Un premier château dépendant de cette seigneurie a probablement préexisté,
le corps de bâtiment médiéval encore en place a été construit pour Jean de
la Hamaide dans les années qui précèdent la date de 1411, autrefois portée
en façade avec les armes de cette famille sur un écu toujours visible mais
dont les reliefs ont été bûchés. Dès la fin du XVe siècle cette résidence
est qualifiée d'hostel. En 1544, Christophe de Roghendorf réalise une
orangerie et des jardins s'étendant jusqu'au rempart médiéval mais dont
l'organisation n'est pas connue. Au XVIe siècle que sont bâties l'aile de la
rue de la Bibliothèque et celle de la rue de la Cavalerie, qui poursuivent
le corps de bâtiment médiéval. Dans les années 1640, le couple Jeanne de
Lallaing et Jean de Croy fait modifier l'aile de la rue de la Cavalerie,
dont la façade arrière porte les armoiries des Lallaing et la date de 1643.
Dans cette aile, les plafonds conservés attestent une datation de la
deuxième moitié du XVIIe siècle, et un grand escalier, dit de Louis XIV en
souvenir du séjour du roi en 1691, y est édifié à la fin du siècle. La
famille de Croy fait aussi construire les trois ailes intérieures en retour,
délimitant ainsi trois cours ; l'aile en retour nord est disparaît des plans
entre 1727 et 1754. Au XVIIIe siècle, le château est régulièrement habité
par les Croy ; Emmanuel de Croy, futur duc et maréchal, y naît. L'édifice
abrite plusieurs appartements, les archives de la famille, des cabinets de
curiosités ; la bibliothèque est conséquente, l'aile qui l'abrite fait
l'objet d'un agrandissement de six pieds aux dépends de la rue adjacente, à
laquelle elle donne son nom en 1784. Les appartements princiers se situent
dans l'aile de la rue de la Cavalerie, l'appartement du Roy cité dans
l'inventaire de 1745 s'étendait au premier étage du corps de logis médiéval.

(Ce qu'on demande): D'après le texte sur le château, en quelle année Christophe de Roghendorf réalise-t-il une orangerie et des jardins ? Les lignes ci-dessous n'ont aucun rapport avec le texte sur le château.

(Données fournies):
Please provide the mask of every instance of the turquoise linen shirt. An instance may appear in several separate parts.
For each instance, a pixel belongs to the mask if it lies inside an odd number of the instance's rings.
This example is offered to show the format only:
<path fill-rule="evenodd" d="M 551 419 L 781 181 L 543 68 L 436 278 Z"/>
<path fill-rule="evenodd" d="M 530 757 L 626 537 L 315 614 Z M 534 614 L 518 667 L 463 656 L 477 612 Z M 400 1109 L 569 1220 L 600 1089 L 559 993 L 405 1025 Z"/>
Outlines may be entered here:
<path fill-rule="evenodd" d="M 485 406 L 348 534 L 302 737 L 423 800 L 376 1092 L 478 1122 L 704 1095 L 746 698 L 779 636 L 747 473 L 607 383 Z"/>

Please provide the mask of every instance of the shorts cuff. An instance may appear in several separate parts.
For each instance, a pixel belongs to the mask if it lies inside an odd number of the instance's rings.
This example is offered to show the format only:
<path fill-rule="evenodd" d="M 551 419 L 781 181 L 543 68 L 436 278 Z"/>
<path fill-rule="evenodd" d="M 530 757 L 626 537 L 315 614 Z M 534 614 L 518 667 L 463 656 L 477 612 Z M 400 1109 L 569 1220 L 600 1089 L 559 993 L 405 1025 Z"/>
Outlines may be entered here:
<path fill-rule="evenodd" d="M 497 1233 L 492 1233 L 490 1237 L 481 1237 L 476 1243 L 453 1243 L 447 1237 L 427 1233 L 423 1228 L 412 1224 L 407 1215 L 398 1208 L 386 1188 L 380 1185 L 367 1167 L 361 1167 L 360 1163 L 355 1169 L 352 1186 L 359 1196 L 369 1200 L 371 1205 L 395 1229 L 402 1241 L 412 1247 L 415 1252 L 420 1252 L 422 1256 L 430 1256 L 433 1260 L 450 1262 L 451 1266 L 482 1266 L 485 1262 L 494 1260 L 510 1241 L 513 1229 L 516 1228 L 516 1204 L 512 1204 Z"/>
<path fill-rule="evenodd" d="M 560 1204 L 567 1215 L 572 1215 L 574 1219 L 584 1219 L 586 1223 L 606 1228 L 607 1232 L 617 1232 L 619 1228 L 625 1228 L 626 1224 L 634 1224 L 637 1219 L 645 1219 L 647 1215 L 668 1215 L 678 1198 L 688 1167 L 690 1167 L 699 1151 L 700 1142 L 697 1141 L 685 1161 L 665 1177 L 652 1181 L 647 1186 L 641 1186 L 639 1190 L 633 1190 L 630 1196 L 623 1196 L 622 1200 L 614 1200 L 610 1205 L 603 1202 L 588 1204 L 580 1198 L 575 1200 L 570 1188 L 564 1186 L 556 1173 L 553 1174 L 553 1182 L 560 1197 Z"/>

(Réponse): En 1544.